### YOUR OBJECTIVE:
Edit the records below by changing every "Drop a dot" to "Place a mark" and keeping everything else the same. Leave the pictures out of your answer.

### DATA SUPPLIED:
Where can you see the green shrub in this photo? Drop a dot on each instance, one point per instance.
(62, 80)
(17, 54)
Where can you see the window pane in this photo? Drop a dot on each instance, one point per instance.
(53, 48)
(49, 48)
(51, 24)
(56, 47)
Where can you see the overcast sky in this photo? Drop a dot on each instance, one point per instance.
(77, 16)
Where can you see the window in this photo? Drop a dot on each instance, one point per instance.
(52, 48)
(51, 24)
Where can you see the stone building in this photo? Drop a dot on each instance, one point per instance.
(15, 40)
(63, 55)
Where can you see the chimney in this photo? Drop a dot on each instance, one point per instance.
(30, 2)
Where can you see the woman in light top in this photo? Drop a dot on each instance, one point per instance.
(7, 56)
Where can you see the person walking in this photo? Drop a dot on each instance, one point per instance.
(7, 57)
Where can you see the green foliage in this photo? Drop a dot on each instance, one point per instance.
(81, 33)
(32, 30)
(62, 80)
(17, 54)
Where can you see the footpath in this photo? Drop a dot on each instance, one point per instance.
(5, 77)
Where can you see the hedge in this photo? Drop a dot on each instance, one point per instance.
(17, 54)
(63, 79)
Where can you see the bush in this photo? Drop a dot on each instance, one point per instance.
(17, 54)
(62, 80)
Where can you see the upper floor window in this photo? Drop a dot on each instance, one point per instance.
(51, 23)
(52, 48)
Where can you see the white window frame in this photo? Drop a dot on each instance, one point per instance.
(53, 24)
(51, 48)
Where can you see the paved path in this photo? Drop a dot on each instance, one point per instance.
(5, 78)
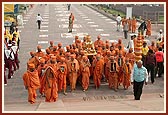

### PROBLEM SOLUTION:
Where can you see the green shrub in this photo? Place a mark on each instance, one point per instance.
(62, 80)
(17, 54)
Where can you see the window pane in this photo? Place a mark on each instance, one point per instance.
(53, 48)
(49, 48)
(51, 24)
(56, 47)
Where can you see the overcast sky in this photo? Place a mark on each instance, one point per instance.
(77, 16)
Where can you see the window in this photo? Place a mark on each instance, one point per instance.
(52, 48)
(51, 24)
Where can you see the stone building in this photo? Place a mark on each instance, one point per instance.
(15, 40)
(63, 55)
Where can you see the chimney in this photo? Place a mark on each instance, one point per instance.
(30, 2)
Where can you see the woman in light top in this photo? Place a mark on each instance, one point per instance.
(7, 56)
Where can you see the person walking in this photo? Place a mark on each instance, one point per instance.
(7, 57)
Where can you see the green foliage in this photo? Place a mark on each instance, one point per instance.
(81, 33)
(32, 30)
(62, 80)
(17, 54)
Where can you see the footpath in this photo? Place a mark on each instance, one point per instance.
(5, 77)
Where can you see the hedge in this photo? Place a mark on each instance, one point per instance.
(17, 54)
(63, 79)
Where can you see the bush in this photo? Place a mark on each instance, one point per instance.
(17, 54)
(62, 80)
Where can you see the upper floor window in this photo? Place a mark on each instance, one point per instance.
(51, 23)
(52, 48)
Where can you see the white window frame in this photo? Place a mark on each instance, one point per instance.
(53, 24)
(51, 48)
Where can you see the paved path in this photo? Place a mark on each instance, one point per instance.
(5, 78)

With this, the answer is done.